▸ **What is expected**
According to the text on SARS-CoV-2 assays and bioinformatics, how many new primers did the Artic Network design to account for the Omicron mutations?

Diagnostic and Sequencing Assays
Mutations in the SARS-CoV-2 genome can affect PCR-based diagnostic assays and genomic sequencing. For example, the ThermoFisher TaqPath probe targeting the Spike gene is known to result in S-gene target failure (SGTF) when amplifying nucleic acid preparations from VOC Alpha. This occurs when the SARS-CoV-2 genome contains a deletion resulting in the loss of amino acids 69-70 of the NTD. When coupled with the positive amplification of other SARS-CoV-2 genetic regions, the SGTF has been used as a diagnostic indicator of VOC presence SGF Deletion Assay.
- Thermo Fisher Scientific Confirms Detection of SARS-CoV-2 in Samples Containing the Omicron Variant with its TaqPath COVID-19 Tests: The Omicron variant contains the NTD deletion at amino acids 69/70 and results in SGTF by the TaqPath PCR assay.
- NEB’s Primer Monitor Tool: Monitor registered primer sets for overlapping sequence variants in Omicron.
- SARS-CoV-2 Artic V4.1 update for Omicron variant: Ten mutations in the Omicron VOC affect the Artic V4 primer scheme for whole genome sequencing. The Artic Network has designed 11 new primers to account for these mutations.
Bioinformatics Resources and Considerations
Genome assembly as well as clade and lineage assignment of Omicron variants should follow the same bioinformatics workflow recommendations outlined in this working group’s Bioinformatics Solutions for SARS-CoV-2 Genomic Analysis guidance document. Briefly, raw amplicon read data should be mapped to the Wuhan-1 reference genome and primer trimming performed before a consensus genome is called. Clade annd lineage assignment can then be made by analyzing the resulting consensus genome assemblies with the NextClade and Pangolin software, respectively.
Software Version Minimums
For laboraotires making clade and lineage assignements outside of the NextClade and Pangolin web applications, e.g. through a custom workflow available on CLI, Terra.Bio, or Galaxy Project, please ensure to utilize updated NextClade and Pangolin software capable of making an accurate Omicron clade and lineage designation:
- NextClade Software Version 1.7.0 (Dataset Tag >=2021-12-16T20:15:53Z)

▸ **Extracted records**
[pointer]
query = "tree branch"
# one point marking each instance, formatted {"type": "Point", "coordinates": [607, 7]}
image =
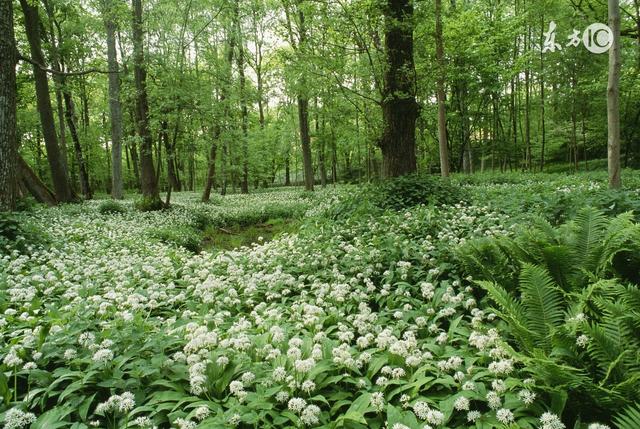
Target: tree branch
{"type": "Point", "coordinates": [61, 73]}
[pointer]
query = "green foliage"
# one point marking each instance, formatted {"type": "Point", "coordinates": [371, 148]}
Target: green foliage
{"type": "Point", "coordinates": [16, 233]}
{"type": "Point", "coordinates": [397, 194]}
{"type": "Point", "coordinates": [111, 207]}
{"type": "Point", "coordinates": [183, 236]}
{"type": "Point", "coordinates": [569, 313]}
{"type": "Point", "coordinates": [629, 418]}
{"type": "Point", "coordinates": [149, 204]}
{"type": "Point", "coordinates": [412, 190]}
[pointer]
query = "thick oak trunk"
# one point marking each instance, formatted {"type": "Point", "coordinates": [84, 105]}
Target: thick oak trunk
{"type": "Point", "coordinates": [34, 185]}
{"type": "Point", "coordinates": [399, 107]}
{"type": "Point", "coordinates": [77, 147]}
{"type": "Point", "coordinates": [59, 176]}
{"type": "Point", "coordinates": [148, 178]}
{"type": "Point", "coordinates": [115, 108]}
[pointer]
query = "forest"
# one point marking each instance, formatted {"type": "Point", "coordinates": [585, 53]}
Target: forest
{"type": "Point", "coordinates": [385, 214]}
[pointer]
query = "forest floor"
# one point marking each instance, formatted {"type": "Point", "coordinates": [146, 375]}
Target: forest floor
{"type": "Point", "coordinates": [346, 307]}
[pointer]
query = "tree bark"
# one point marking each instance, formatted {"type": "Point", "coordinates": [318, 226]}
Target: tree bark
{"type": "Point", "coordinates": [34, 185]}
{"type": "Point", "coordinates": [8, 140]}
{"type": "Point", "coordinates": [77, 148]}
{"type": "Point", "coordinates": [613, 98]}
{"type": "Point", "coordinates": [59, 175]}
{"type": "Point", "coordinates": [399, 107]}
{"type": "Point", "coordinates": [115, 108]}
{"type": "Point", "coordinates": [244, 186]}
{"type": "Point", "coordinates": [147, 171]}
{"type": "Point", "coordinates": [442, 118]}
{"type": "Point", "coordinates": [211, 169]}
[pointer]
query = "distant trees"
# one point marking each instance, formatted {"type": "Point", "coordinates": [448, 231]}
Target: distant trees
{"type": "Point", "coordinates": [613, 97]}
{"type": "Point", "coordinates": [230, 95]}
{"type": "Point", "coordinates": [399, 106]}
{"type": "Point", "coordinates": [8, 144]}
{"type": "Point", "coordinates": [63, 191]}
{"type": "Point", "coordinates": [115, 109]}
{"type": "Point", "coordinates": [148, 178]}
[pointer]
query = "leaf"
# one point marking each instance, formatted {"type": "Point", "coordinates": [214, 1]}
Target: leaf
{"type": "Point", "coordinates": [52, 419]}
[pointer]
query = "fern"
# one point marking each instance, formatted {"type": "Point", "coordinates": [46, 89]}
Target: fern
{"type": "Point", "coordinates": [512, 311]}
{"type": "Point", "coordinates": [543, 302]}
{"type": "Point", "coordinates": [629, 418]}
{"type": "Point", "coordinates": [590, 230]}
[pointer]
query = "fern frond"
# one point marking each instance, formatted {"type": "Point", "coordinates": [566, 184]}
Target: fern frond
{"type": "Point", "coordinates": [511, 311]}
{"type": "Point", "coordinates": [590, 230]}
{"type": "Point", "coordinates": [543, 302]}
{"type": "Point", "coordinates": [629, 418]}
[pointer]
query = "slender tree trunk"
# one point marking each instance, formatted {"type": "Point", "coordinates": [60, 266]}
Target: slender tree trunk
{"type": "Point", "coordinates": [168, 147]}
{"type": "Point", "coordinates": [77, 148]}
{"type": "Point", "coordinates": [399, 106]}
{"type": "Point", "coordinates": [287, 170]}
{"type": "Point", "coordinates": [57, 65]}
{"type": "Point", "coordinates": [542, 101]}
{"type": "Point", "coordinates": [303, 117]}
{"type": "Point", "coordinates": [34, 185]}
{"type": "Point", "coordinates": [244, 187]}
{"type": "Point", "coordinates": [211, 169]}
{"type": "Point", "coordinates": [115, 108]}
{"type": "Point", "coordinates": [8, 140]}
{"type": "Point", "coordinates": [527, 104]}
{"type": "Point", "coordinates": [59, 176]}
{"type": "Point", "coordinates": [147, 172]}
{"type": "Point", "coordinates": [305, 138]}
{"type": "Point", "coordinates": [613, 98]}
{"type": "Point", "coordinates": [442, 115]}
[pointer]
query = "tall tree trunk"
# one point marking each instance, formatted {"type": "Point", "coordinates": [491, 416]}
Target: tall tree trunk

▸ **Written response**
11